#### Tarea breve
Identifica las líneas de abajo que contienen la palabra «wooden» y cópialas todas.

#### Registros de datos
········

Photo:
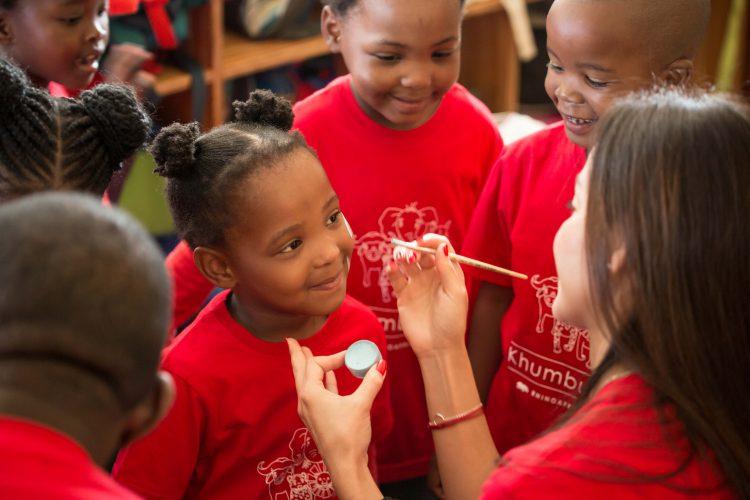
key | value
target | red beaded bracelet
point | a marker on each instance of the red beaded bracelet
(441, 421)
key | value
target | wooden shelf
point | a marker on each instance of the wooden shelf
(243, 56)
(482, 7)
(489, 60)
(173, 81)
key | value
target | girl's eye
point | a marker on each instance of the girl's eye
(596, 83)
(443, 54)
(334, 217)
(388, 57)
(294, 245)
(71, 21)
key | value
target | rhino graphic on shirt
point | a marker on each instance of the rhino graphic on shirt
(373, 248)
(565, 338)
(300, 476)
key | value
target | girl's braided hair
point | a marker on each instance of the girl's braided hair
(59, 143)
(205, 171)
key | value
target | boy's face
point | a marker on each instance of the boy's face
(289, 249)
(403, 57)
(56, 40)
(595, 56)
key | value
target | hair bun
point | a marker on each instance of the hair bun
(174, 149)
(121, 122)
(13, 86)
(263, 107)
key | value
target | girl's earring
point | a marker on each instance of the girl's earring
(348, 227)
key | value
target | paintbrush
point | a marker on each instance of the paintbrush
(460, 259)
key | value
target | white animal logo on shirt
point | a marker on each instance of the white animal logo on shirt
(564, 337)
(373, 248)
(301, 476)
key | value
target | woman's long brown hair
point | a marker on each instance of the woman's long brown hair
(670, 182)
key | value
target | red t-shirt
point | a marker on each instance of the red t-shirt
(545, 362)
(58, 90)
(609, 449)
(39, 462)
(400, 184)
(233, 431)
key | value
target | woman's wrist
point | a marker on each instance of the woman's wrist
(449, 382)
(352, 479)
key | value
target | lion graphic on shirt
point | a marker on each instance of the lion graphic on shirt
(565, 338)
(373, 248)
(302, 475)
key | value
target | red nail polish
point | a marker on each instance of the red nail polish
(382, 367)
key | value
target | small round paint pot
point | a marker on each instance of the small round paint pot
(361, 356)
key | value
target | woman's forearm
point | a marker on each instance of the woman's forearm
(465, 451)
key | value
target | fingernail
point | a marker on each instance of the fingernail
(382, 367)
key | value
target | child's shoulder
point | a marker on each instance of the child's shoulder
(460, 100)
(351, 308)
(544, 148)
(206, 337)
(323, 99)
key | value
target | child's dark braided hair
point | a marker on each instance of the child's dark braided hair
(57, 143)
(205, 171)
(341, 7)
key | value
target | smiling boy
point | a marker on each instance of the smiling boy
(529, 366)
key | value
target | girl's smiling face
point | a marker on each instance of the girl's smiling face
(56, 40)
(289, 247)
(403, 56)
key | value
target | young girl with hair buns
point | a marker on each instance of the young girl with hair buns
(257, 209)
(49, 143)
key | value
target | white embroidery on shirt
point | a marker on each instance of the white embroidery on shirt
(373, 250)
(565, 337)
(302, 476)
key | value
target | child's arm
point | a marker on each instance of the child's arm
(190, 287)
(161, 464)
(487, 240)
(485, 343)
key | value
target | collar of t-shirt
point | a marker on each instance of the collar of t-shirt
(359, 117)
(316, 343)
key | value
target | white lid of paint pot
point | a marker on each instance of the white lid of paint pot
(361, 356)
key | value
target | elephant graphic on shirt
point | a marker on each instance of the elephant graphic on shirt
(374, 255)
(565, 337)
(300, 476)
(374, 247)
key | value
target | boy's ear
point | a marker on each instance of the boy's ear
(678, 73)
(147, 415)
(214, 265)
(6, 32)
(330, 27)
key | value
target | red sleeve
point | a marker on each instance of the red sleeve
(381, 413)
(488, 239)
(161, 465)
(190, 287)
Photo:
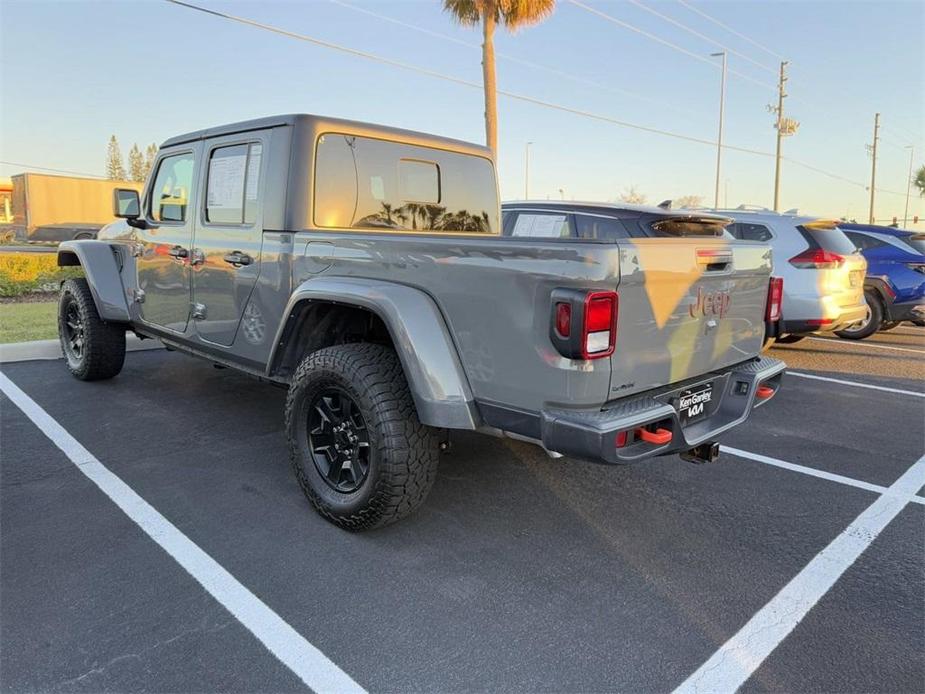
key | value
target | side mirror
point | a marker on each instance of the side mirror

········

#### Respuesta
target | wooden shelf
point | a marker on each instance of the wooden shelf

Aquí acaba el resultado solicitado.